Text to read:
Remark Actually, the curve is under-smooth with this optimal bandwidth. Optimal bandwidth can vary based on the choices. We accecpt reasonable tuning parameters and MSE.
b)
n = nrow(train)
p = 2
lambda.1 = (4 / (p+2))^(1/(p+4)) * n^(-1/(p+4)) * sd(train$time)
lambda.2 = (4 / (p+2))^(1/(p+4)) * n^(-1/(p+4)) * sd(train$wind)
# bandwidth
lambda = c(lambda.1, lambda.2)
print(lambda)
## [1] 0.1150768 0.8821737
GaussianKernel_2 <- function(x, y, bw){
exp(- ((x - y)/bw)^2 / 2)
}
KernelReg_2 <- function(x, y, testx, bw){
pred = rep(NA, nrow(testx))
p = length(bw)
for (i in 1:nrow(testx)){
w_mat = matrix(0, nrow = nrow(x), ncol= p)
for(j in 1:p){
w_mat[,j] = GaussianKernel_2(testx[i, j], x[, j], bw[j])
}
w <- apply(w_mat, 1, prod)
pred[i] = sum(y * w) / sum(w)
}
return(pred)
}
Pred_G_multi = KernelReg_2(cbind(train$time, train$wind), train$ozone,
testx = cbind(test$time, test$wind), bw = lambda)
mse <- mean((Pred_G_multi- test$ozone)^2)
print(mse)
## [1] 32.38576
We choose \(\lambda\) as 0.1150768, 0.8821737. The MSE on testing set is 32.3857569.
Remark: Compared to the MSE of rule-of-thumb model (or other models) in question 1: Epanechnikov: 29.8737358 and Gaussian: 30.0758595. We can see our mse is not better than previous one.
c)

Data to use:
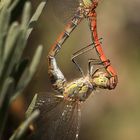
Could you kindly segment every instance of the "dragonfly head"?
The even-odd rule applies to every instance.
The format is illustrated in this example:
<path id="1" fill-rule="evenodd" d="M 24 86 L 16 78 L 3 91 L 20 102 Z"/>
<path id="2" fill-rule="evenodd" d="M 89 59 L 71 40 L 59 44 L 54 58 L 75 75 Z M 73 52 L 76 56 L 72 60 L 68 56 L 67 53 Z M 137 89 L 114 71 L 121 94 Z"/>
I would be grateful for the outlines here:
<path id="1" fill-rule="evenodd" d="M 98 6 L 99 0 L 82 0 L 82 1 L 86 8 L 92 7 L 93 9 L 95 9 Z"/>
<path id="2" fill-rule="evenodd" d="M 106 72 L 96 71 L 91 76 L 91 83 L 96 88 L 109 89 L 109 75 Z"/>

Tasks for this exercise:
1/ Copy word for word the part of the kernel regression passage that opens with the words containing "pred[i] = sum(y" and closes with "set is 32.3857569.".
2/ Switch "instance" to "occurrence" throughout the records and keep everything else unchanged. Leave the pictures out of your answer.

Full answers:
1/
pred[i] = sum(y * w) / sum(w)
}
return(pred)
}
Pred_G_multi = KernelReg_2(cbind(train$time, train$wind), train$ozone,
testx = cbind(test$time, test$wind), bw = lambda)
mse <- mean((Pred_G_multi- test$ozone)^2)
print(mse)
## [1] 32.38576
We choose \(\lambda\) as 0.1150768, 0.8821737. The MSE on testing set is 32.3857569.

2/
Could you kindly segment every occurrence of the "dragonfly head"?
The even-odd rule applies to every occurrence.
The format is illustrated in this example:
<path id="1" fill-rule="evenodd" d="M 24 86 L 16 78 L 3 91 L 20 102 Z"/>
<path id="2" fill-rule="evenodd" d="M 89 59 L 71 40 L 59 44 L 54 58 L 75 75 Z M 73 52 L 76 56 L 72 60 L 68 56 L 67 53 Z M 137 89 L 114 71 L 121 94 Z"/>
I would be grateful for the outlines here:
<path id="1" fill-rule="evenodd" d="M 98 6 L 99 0 L 82 0 L 82 1 L 86 8 L 92 7 L 93 9 L 95 9 Z"/>
<path id="2" fill-rule="evenodd" d="M 106 72 L 96 71 L 91 76 L 91 83 L 96 88 L 109 89 L 109 75 Z"/>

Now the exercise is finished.